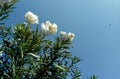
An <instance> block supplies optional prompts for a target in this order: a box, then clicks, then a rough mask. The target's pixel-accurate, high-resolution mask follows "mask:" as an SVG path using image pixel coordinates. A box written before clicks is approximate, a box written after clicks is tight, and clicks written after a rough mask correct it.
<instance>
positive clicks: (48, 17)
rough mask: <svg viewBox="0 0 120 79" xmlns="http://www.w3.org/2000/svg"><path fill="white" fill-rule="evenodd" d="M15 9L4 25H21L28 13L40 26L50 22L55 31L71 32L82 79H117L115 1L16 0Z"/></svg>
mask: <svg viewBox="0 0 120 79" xmlns="http://www.w3.org/2000/svg"><path fill="white" fill-rule="evenodd" d="M16 7H17V8H16V9H15V12H14V13H11V16H10V17H9V19H8V20H7V24H10V25H14V24H16V23H23V22H24V21H25V19H24V15H25V13H26V12H27V11H32V12H34V13H35V14H37V15H38V16H39V23H40V24H41V23H42V22H45V21H46V20H50V21H51V22H55V23H56V24H57V25H58V27H59V31H61V30H62V31H66V32H73V33H75V35H76V36H75V39H74V43H73V46H74V48H73V49H72V50H71V51H72V54H73V55H77V56H78V57H80V58H81V59H83V61H81V63H80V65H79V67H80V70H81V72H82V79H85V78H86V77H88V76H91V75H93V74H95V75H98V79H120V76H119V74H120V61H119V60H120V1H119V0H20V2H19V3H18V4H17V5H16ZM109 25H111V26H109Z"/></svg>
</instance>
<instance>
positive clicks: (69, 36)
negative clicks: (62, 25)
mask: <svg viewBox="0 0 120 79" xmlns="http://www.w3.org/2000/svg"><path fill="white" fill-rule="evenodd" d="M60 34H61V36H62V38H63V39H69V40H70V41H71V42H72V41H73V39H74V37H75V34H74V33H71V32H69V33H68V34H67V33H66V32H63V31H60Z"/></svg>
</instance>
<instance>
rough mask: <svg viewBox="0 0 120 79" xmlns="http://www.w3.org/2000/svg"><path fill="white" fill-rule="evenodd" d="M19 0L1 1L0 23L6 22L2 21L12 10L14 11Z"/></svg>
mask: <svg viewBox="0 0 120 79" xmlns="http://www.w3.org/2000/svg"><path fill="white" fill-rule="evenodd" d="M17 1H18V0H11V2H6V1H4V0H3V1H1V3H0V25H1V24H4V23H3V22H1V21H2V20H4V19H6V18H7V17H8V16H9V14H10V12H13V8H14V4H15V3H17Z"/></svg>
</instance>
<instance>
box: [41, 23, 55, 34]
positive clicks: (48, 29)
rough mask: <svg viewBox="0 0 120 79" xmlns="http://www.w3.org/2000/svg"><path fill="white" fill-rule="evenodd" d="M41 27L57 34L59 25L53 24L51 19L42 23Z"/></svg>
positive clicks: (43, 29)
mask: <svg viewBox="0 0 120 79" xmlns="http://www.w3.org/2000/svg"><path fill="white" fill-rule="evenodd" d="M41 29H42V31H43V32H47V33H48V34H55V33H56V32H57V25H56V24H55V23H54V24H52V23H51V22H50V21H46V23H45V24H44V23H42V25H41Z"/></svg>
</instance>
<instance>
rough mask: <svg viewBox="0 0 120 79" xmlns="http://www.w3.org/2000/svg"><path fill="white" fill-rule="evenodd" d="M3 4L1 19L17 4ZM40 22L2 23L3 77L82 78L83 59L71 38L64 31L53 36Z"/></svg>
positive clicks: (7, 78) (4, 77)
mask: <svg viewBox="0 0 120 79" xmlns="http://www.w3.org/2000/svg"><path fill="white" fill-rule="evenodd" d="M17 1H18V0H13V1H12V2H10V3H6V2H5V3H3V4H0V23H2V20H4V19H6V18H7V17H8V16H9V13H10V12H12V11H13V10H12V9H13V8H14V6H13V5H14V4H15V3H16V2H17ZM47 36H48V34H45V33H44V32H43V31H42V30H41V29H40V28H39V27H38V26H37V27H36V29H35V30H33V29H32V25H31V24H29V23H26V24H16V25H15V26H12V27H9V28H6V27H5V26H4V25H2V26H1V27H0V37H1V39H0V55H1V54H2V56H0V78H1V79H66V78H67V77H70V78H71V79H80V77H81V73H80V71H79V68H78V66H77V65H78V63H79V62H80V59H79V58H78V57H76V56H72V54H71V52H70V48H72V42H71V40H69V39H68V38H66V39H63V37H62V36H61V35H58V36H55V39H54V40H50V39H49V38H48V37H47ZM90 79H96V77H95V76H93V77H91V78H90Z"/></svg>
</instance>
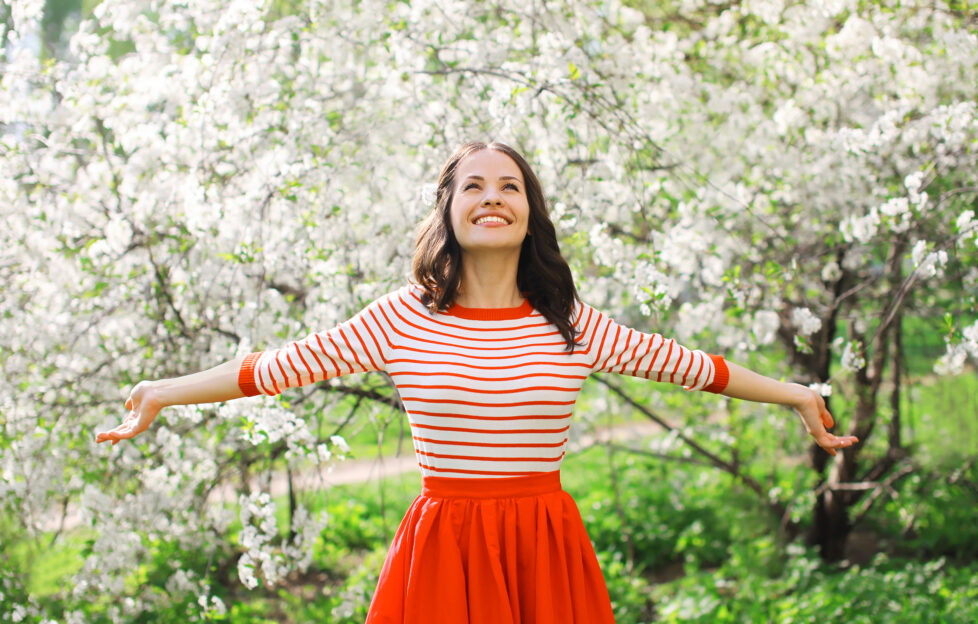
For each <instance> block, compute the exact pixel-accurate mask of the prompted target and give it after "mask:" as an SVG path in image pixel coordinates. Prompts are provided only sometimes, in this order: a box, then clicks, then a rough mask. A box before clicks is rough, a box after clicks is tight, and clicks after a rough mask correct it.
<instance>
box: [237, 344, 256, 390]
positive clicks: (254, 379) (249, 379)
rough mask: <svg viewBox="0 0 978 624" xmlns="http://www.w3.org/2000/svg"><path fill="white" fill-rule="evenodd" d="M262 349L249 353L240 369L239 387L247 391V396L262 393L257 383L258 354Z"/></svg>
mask: <svg viewBox="0 0 978 624" xmlns="http://www.w3.org/2000/svg"><path fill="white" fill-rule="evenodd" d="M260 355H261V351H256V352H255V353H249V354H248V355H246V356H245V359H244V362H242V363H241V368H240V369H238V387H239V388H241V391H242V392H244V393H245V396H256V395H259V394H261V392H260V391H259V390H258V386H257V385H255V364H257V363H258V356H260Z"/></svg>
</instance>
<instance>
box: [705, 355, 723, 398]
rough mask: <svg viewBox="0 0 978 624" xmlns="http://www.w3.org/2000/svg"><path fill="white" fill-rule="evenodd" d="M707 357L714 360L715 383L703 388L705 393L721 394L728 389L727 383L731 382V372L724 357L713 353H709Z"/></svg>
mask: <svg viewBox="0 0 978 624" xmlns="http://www.w3.org/2000/svg"><path fill="white" fill-rule="evenodd" d="M707 355H709V356H710V359H711V360H713V383H711V384H710V385H708V386H707V387H705V388H703V391H704V392H714V393H716V394H720V393H721V392H723V390H724V388H726V387H727V382H728V381H730V370H729V369H728V368H727V363H726V362H725V361H724V360H723V356H720V355H713V354H712V353H707Z"/></svg>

Activity: What you return should match the material line for line, with the images removed.

Finished task:
An <instance> block supplies optional prompts for a target in this order: a box, then clicks, then a rough mask. The target's pixel-accurate, high-resolution mask follows "mask:" as an SVG path using image pixel coordinates. A box written before clicks is approximate, a box written after clicks is tight, and clicks written after a rough mask correct it.
<instance>
positive clicks: (48, 17)
rough mask: <svg viewBox="0 0 120 79" xmlns="http://www.w3.org/2000/svg"><path fill="white" fill-rule="evenodd" d="M15 9L4 25H21L28 13L40 26L50 22L55 31L71 32L82 79H117L115 1L16 0Z"/></svg>
mask: <svg viewBox="0 0 120 79" xmlns="http://www.w3.org/2000/svg"><path fill="white" fill-rule="evenodd" d="M16 7H17V8H16V9H15V12H14V13H11V16H10V17H9V19H8V20H7V24H10V25H14V24H16V23H23V22H24V21H25V19H24V15H25V13H26V12H27V11H32V12H34V13H35V14H37V15H38V16H39V23H40V24H41V23H42V22H45V21H46V20H50V21H51V22H55V23H56V24H57V25H58V27H59V31H61V30H62V31H66V32H73V33H75V35H76V36H75V39H74V43H73V46H74V48H73V49H72V50H71V51H72V54H73V55H77V56H78V57H80V58H81V59H83V61H81V63H80V65H79V67H80V70H81V72H82V79H85V78H86V77H88V76H91V75H93V74H95V75H98V79H120V76H119V74H120V61H119V60H120V1H119V0H20V2H19V3H18V4H17V5H16ZM109 25H111V26H109Z"/></svg>
</instance>
<instance>
positive clicks: (69, 36)
negative clicks: (62, 25)
mask: <svg viewBox="0 0 120 79" xmlns="http://www.w3.org/2000/svg"><path fill="white" fill-rule="evenodd" d="M60 34H61V36H62V38H63V39H69V40H70V41H71V42H72V41H73V39H74V37H75V34H74V33H71V32H69V33H68V34H67V33H66V32H63V31H60Z"/></svg>
</instance>
<instance>
rough mask: <svg viewBox="0 0 120 79" xmlns="http://www.w3.org/2000/svg"><path fill="white" fill-rule="evenodd" d="M19 0L1 1L0 23L6 22L2 21L12 10L14 11Z"/></svg>
mask: <svg viewBox="0 0 120 79" xmlns="http://www.w3.org/2000/svg"><path fill="white" fill-rule="evenodd" d="M17 1H18V0H11V2H6V1H4V0H3V1H1V3H0V25H1V24H4V23H3V22H1V21H2V20H4V19H6V18H7V17H8V16H9V14H10V12H13V8H14V4H15V3H17Z"/></svg>
</instance>
<instance>
box: [41, 23, 55, 34]
positive clicks: (48, 29)
rough mask: <svg viewBox="0 0 120 79" xmlns="http://www.w3.org/2000/svg"><path fill="white" fill-rule="evenodd" d="M41 27L57 34L59 25L53 24L51 19L42 23Z"/></svg>
positive clicks: (43, 29)
mask: <svg viewBox="0 0 120 79" xmlns="http://www.w3.org/2000/svg"><path fill="white" fill-rule="evenodd" d="M41 29H42V31H43V32H47V33H48V34H55V33H56V32H57V25H56V24H55V23H54V24H52V23H51V22H50V21H46V23H45V24H44V23H42V25H41Z"/></svg>
</instance>
<instance>
rough mask: <svg viewBox="0 0 120 79" xmlns="http://www.w3.org/2000/svg"><path fill="white" fill-rule="evenodd" d="M3 4L1 19L17 4ZM40 22L2 23L3 77L82 78L83 59L71 38L64 31L53 36Z"/></svg>
positive clicks: (7, 78) (4, 77)
mask: <svg viewBox="0 0 120 79" xmlns="http://www.w3.org/2000/svg"><path fill="white" fill-rule="evenodd" d="M17 1H18V0H13V1H12V2H10V3H6V2H5V3H3V4H0V23H2V20H4V19H6V18H7V17H8V16H9V13H10V12H12V11H13V10H12V9H13V8H14V6H13V5H14V4H15V3H16V2H17ZM47 36H48V34H45V33H44V32H43V31H42V30H41V29H40V28H39V27H38V26H37V27H36V29H35V30H33V29H32V25H31V24H29V23H26V24H16V25H15V26H12V27H9V28H6V27H5V26H4V25H2V26H1V27H0V37H1V39H0V55H1V54H2V56H0V78H1V79H66V78H67V77H70V78H71V79H80V77H81V73H80V71H79V68H78V66H77V65H78V63H79V62H80V59H79V58H78V57H76V56H72V54H71V52H70V48H72V42H71V40H69V39H68V38H66V39H63V37H62V36H61V35H58V36H55V39H54V40H50V39H49V38H48V37H47ZM90 79H96V77H95V76H93V77H91V78H90Z"/></svg>
</instance>
For each <instance> block, compute the exact pixel-accurate mask of the prompted target and give it after "mask:" as an SVG path in image pixel coordinates. Prompts are provided only sometimes, in this order: a box, then clicks, then a rough mask. A box before clicks is rough, a box after clicks is tight, and clicks after a rough mask correct it.
<instance>
box: [237, 344, 256, 390]
positive clicks: (254, 379) (249, 379)
rough mask: <svg viewBox="0 0 978 624" xmlns="http://www.w3.org/2000/svg"><path fill="white" fill-rule="evenodd" d="M262 349L249 353L240 369L239 387L247 391V396L262 393L257 383L258 354Z"/></svg>
mask: <svg viewBox="0 0 978 624" xmlns="http://www.w3.org/2000/svg"><path fill="white" fill-rule="evenodd" d="M260 355H261V351H256V352H255V353H249V354H248V355H246V356H245V359H244V362H242V363H241V368H240V369H238V387H239V388H241V391H242V392H244V393H245V396H256V395H259V394H261V392H260V391H259V390H258V386H257V385H255V364H257V363H258V356H260Z"/></svg>
</instance>
<instance>
box: [705, 355, 723, 398]
rough mask: <svg viewBox="0 0 978 624" xmlns="http://www.w3.org/2000/svg"><path fill="white" fill-rule="evenodd" d="M707 357L714 360L715 383L703 388L705 393L721 394L728 389L727 383L731 382V372L724 357L713 353H709Z"/></svg>
mask: <svg viewBox="0 0 978 624" xmlns="http://www.w3.org/2000/svg"><path fill="white" fill-rule="evenodd" d="M707 355H709V356H710V359H711V360H713V383H711V384H710V385H708V386H707V387H705V388H703V391H704V392H714V393H716V394H720V393H721V392H723V390H724V388H726V387H727V382H728V381H730V370H729V369H728V368H727V363H726V362H725V361H724V360H723V356H720V355H713V354H712V353H707Z"/></svg>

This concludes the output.